Required action:
Write out the data again in full, exactly as it reads.

Study material:
————
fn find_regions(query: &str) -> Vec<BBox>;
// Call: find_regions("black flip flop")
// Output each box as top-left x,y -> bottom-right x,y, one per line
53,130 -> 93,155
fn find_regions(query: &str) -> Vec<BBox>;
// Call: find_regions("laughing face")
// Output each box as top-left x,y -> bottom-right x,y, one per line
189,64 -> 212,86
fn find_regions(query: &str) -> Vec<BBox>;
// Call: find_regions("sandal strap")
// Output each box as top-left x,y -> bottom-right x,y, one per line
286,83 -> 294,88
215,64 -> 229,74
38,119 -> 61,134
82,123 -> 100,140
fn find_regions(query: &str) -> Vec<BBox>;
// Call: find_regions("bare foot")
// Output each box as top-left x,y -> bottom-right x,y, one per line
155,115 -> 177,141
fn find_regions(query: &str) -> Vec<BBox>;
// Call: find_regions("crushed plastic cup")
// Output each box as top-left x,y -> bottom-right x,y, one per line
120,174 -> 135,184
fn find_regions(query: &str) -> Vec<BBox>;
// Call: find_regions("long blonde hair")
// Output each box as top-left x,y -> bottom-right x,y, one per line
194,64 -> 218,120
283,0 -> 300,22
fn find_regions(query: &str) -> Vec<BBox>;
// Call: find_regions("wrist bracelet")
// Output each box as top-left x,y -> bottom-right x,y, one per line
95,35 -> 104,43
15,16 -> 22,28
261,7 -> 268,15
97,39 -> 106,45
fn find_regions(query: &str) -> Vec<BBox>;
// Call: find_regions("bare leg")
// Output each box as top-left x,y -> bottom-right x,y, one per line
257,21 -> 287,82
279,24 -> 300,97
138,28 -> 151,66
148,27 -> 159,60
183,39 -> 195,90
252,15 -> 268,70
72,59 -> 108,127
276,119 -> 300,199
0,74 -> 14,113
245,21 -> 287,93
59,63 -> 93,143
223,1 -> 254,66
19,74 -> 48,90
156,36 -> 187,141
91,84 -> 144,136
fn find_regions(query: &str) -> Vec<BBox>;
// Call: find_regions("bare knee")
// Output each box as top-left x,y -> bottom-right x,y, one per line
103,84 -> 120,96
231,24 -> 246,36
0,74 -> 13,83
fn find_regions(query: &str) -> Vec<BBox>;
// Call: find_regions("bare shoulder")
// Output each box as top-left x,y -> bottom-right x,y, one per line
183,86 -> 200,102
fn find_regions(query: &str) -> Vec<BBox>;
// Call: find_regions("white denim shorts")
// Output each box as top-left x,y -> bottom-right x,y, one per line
————
The answer:
fn find_regions(query: &str) -> Vec<BBox>;
// Call: find_regions("black flip flop")
// Output each box as top-left x,y -> bottom-right x,y, one per line
53,130 -> 93,155
fn find_regions(query: &str) -> Vec<BBox>;
// Call: find_regions("laughing face")
// Output each box as top-left x,y -> bottom-right x,y, one per line
189,64 -> 212,86
fn find_regions(query: &str) -> Vec<BBox>;
// Call: find_regions("sandal strap")
// Output each box as top-left x,y -> bottom-right x,y, one per line
286,83 -> 294,88
215,64 -> 229,74
38,119 -> 61,134
82,123 -> 100,140
fn find_regions(query: &str) -> Vec<BBox>;
// Call: find_regions("bare foot")
// Output each box as top-left x,y -> bottom-right x,y, one per line
155,115 -> 177,141
fn find_regions(query: &str) -> Vec<BBox>;
// Call: find_regions("crushed plastic cup")
// Output each box as top-left x,y -> bottom-right x,y, one per line
120,174 -> 135,184
fn find_regions(query: &str) -> Vec<BBox>;
// Call: find_regions("long blonde hair")
// Output each box as top-left x,y -> bottom-right x,y, one per line
194,64 -> 218,120
283,0 -> 300,22
fn find_regions(query: &str) -> Vec<BBox>;
// Call: find_regions("wrist bracelet")
// Output each box as top-left x,y -> bottom-right x,y, one per line
95,35 -> 104,43
15,16 -> 22,28
261,7 -> 268,15
97,39 -> 106,45
fn find_regions(query: &str) -> Vec<BBox>;
// Call: find_regions("bare leg")
// Output each box as top-left x,y -> bottom-right x,y, one per line
257,21 -> 287,82
279,24 -> 300,97
138,28 -> 151,66
148,27 -> 159,60
183,39 -> 195,90
252,15 -> 268,70
72,59 -> 108,127
276,119 -> 300,199
0,74 -> 14,113
245,21 -> 287,93
59,63 -> 93,143
223,1 -> 254,66
19,74 -> 48,90
156,36 -> 187,141
91,84 -> 144,136
fn find_regions(query: &str) -> Vec<BBox>;
// Call: find_regions("bare knee")
// Output each box as top-left x,y -> bottom-right x,y, one per line
103,84 -> 120,96
231,24 -> 246,36
0,74 -> 13,83
fn find_regions(query: &str) -> Vec<BBox>;
// Call: find_regions("bare shoulder")
// Output each box as top-left x,y -> bottom-right x,y, one per line
183,86 -> 200,102
fn find_regions(query: &str) -> Vec<BBox>;
// Call: find_regions("white denim shorts")
// Output each box as top-left x,y -> bottom-right x,y, one per line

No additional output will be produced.